*Extract to read*:
Journey back to the summer of 1935 with me. The setting is Westchester County, New York. A certain Mrs. F.W. Stevens is the proud owner of a large, American Elm tree. The tree is a local legend, and also has national street credit. Unfortunately though, the tree is infected with Dutch Elm Disease, and it is scheduled to be cut down.
Jill Jonnes, in Urban Forests, A Natural History of Trees and People in the American Cityscape writes that, “on the afternoon of Saturday, July 13, 1935, when tree man Frank Patterson arrived with his crew to execute her beloved elm, Mrs. Stevens found he was equally distraught. As he told a New York Times reporter, ‘My main interest in life has been trees ever since I was a small child. To put a saw into this tree is the hardest job I have ever had. I delayed it as long as I could, having first destroyed fifteen other elms that are in our contract. Now I am obliged to begin on this one.'” (Jonnes, 124).

*Study material*:
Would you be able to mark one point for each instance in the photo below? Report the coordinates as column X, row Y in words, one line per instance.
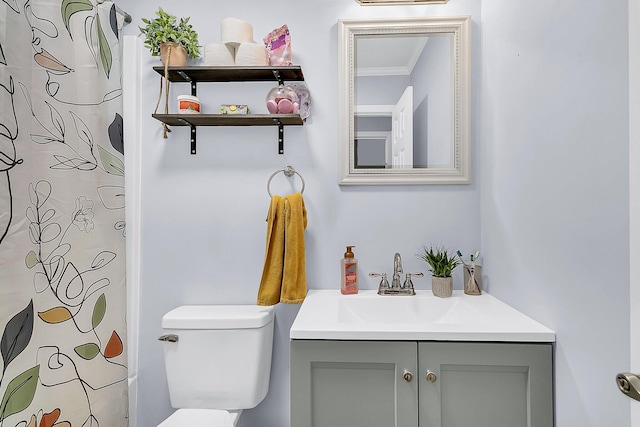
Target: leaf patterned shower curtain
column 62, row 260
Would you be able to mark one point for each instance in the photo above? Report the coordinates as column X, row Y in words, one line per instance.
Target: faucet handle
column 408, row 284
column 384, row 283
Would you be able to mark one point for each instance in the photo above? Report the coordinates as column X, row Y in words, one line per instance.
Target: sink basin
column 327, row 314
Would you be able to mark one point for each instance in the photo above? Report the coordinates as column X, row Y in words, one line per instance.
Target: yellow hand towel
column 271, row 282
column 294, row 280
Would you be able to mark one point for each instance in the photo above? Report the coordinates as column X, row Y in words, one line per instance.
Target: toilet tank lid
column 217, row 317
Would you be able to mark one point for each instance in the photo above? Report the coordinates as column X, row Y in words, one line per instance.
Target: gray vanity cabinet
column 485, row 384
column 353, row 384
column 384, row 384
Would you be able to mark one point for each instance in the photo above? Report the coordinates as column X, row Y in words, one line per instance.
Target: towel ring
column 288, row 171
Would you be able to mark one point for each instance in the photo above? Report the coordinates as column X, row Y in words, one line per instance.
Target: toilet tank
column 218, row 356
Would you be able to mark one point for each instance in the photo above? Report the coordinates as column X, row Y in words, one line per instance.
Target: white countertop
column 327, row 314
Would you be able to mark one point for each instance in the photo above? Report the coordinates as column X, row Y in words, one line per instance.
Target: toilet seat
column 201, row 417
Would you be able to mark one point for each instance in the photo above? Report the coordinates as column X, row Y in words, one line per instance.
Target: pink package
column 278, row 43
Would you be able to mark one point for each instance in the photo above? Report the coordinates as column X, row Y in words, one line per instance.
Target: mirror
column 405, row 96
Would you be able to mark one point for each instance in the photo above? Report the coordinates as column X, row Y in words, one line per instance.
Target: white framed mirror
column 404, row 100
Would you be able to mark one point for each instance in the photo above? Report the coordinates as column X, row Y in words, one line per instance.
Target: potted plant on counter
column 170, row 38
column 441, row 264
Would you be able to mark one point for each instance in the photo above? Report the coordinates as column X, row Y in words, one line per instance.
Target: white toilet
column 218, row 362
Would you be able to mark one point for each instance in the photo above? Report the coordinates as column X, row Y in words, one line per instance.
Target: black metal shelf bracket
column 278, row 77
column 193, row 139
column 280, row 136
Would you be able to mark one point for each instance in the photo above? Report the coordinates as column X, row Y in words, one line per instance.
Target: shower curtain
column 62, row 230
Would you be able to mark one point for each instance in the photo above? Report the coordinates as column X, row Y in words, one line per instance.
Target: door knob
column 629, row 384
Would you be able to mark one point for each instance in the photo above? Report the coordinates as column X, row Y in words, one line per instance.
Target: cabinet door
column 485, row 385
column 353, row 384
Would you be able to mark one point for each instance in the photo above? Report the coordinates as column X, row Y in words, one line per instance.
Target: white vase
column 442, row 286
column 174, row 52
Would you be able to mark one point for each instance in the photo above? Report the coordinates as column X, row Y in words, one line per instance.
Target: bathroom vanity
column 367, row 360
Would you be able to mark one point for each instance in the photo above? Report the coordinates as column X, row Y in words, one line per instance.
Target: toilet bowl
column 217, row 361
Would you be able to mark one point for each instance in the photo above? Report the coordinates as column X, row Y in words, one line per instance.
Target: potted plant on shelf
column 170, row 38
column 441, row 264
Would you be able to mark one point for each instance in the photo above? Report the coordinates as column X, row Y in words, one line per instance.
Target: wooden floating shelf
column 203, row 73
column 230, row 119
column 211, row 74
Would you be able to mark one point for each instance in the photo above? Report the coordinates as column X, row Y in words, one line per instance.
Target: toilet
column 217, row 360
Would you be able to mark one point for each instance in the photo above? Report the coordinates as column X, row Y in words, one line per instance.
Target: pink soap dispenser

==

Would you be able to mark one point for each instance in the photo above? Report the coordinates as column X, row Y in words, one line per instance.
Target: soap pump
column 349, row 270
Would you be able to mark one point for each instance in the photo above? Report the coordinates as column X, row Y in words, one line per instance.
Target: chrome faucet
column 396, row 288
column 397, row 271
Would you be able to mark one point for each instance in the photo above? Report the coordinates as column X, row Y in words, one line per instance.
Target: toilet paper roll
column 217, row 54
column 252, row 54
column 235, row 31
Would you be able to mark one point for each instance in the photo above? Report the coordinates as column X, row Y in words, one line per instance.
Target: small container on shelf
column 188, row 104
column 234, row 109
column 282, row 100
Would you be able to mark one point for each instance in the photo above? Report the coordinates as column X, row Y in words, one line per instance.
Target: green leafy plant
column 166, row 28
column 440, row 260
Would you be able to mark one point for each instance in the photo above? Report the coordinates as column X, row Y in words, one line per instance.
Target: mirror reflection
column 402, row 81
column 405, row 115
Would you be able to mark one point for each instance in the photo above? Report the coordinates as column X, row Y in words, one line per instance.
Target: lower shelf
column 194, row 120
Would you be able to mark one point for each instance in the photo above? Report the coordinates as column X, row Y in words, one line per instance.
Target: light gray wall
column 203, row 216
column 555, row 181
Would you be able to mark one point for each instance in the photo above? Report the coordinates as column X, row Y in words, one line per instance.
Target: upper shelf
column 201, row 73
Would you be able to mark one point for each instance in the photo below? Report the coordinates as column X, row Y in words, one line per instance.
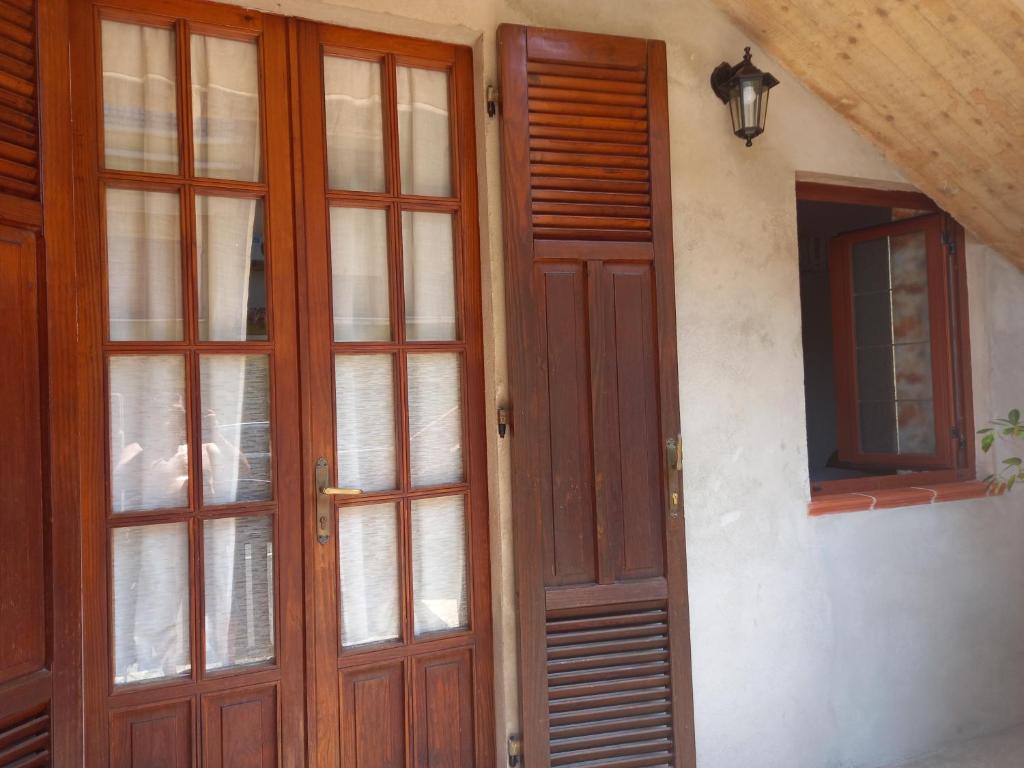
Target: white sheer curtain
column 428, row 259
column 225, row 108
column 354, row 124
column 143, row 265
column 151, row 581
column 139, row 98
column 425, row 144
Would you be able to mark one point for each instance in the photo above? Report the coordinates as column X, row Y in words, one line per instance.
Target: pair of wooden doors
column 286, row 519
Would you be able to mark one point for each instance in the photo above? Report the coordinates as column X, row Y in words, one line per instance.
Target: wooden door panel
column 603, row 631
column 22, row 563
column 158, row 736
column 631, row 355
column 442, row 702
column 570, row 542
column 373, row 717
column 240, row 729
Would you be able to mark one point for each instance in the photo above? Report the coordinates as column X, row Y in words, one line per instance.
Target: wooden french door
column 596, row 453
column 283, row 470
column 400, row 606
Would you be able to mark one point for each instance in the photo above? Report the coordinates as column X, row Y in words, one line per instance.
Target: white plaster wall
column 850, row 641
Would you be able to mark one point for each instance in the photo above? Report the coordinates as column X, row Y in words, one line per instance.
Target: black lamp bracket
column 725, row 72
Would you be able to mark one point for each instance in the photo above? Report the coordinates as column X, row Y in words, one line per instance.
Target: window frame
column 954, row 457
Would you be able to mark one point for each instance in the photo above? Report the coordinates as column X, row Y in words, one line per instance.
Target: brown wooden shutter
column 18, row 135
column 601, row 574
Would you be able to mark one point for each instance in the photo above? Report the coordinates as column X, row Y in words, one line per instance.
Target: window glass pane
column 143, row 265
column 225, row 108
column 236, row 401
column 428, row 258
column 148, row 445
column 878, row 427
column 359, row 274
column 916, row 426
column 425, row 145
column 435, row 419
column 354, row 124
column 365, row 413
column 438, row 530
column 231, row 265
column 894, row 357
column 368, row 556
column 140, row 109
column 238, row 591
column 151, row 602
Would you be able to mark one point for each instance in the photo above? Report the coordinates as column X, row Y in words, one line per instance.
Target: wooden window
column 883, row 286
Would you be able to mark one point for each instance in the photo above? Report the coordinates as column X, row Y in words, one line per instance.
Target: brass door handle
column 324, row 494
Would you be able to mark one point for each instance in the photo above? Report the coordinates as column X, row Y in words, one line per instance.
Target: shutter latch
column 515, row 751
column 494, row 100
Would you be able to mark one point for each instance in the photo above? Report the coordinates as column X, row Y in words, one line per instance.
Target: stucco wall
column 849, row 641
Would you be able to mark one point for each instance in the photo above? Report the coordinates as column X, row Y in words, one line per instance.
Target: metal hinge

*Task instructions*:
(A) In the elm passage, how many other elms had Frank Patterson destroyed before starting on Mrs. Stevens's tree?
(B) Decide whether each statement agrees with the elm passage, and support each yes or no with the deciding words from the passage, quoted exactly: (i) The tree was infected with Dutch Elm Disease. (ii) Frank Patterson arrived with his crew on a Sunday. (iii) Patterson spoke to a New York Times reporter.
(C) Copy out the stretch of the elm passage from "Journey back to" through "be cut down.".

*Results*:
(A) Fifteen.

(B)
(i) Yes: "the tree is infected with Dutch Elm Disease"
(ii) No: "on the afternoon of Saturday, July 13, 1935, when tree man Frank Patterson arrived with his crew"
(iii) Yes: "As he told a New York Times reporter"

(C)
Journey back to the summer of 1935 with me. The setting is Westchester County, New York. A certain Mrs. F.W. Stevens is the proud owner of a large, American Elm tree. The tree is a local legend, and also has national street credit. Unfortunately though, the tree is infected with Dutch Elm Disease, and it is scheduled to be cut down.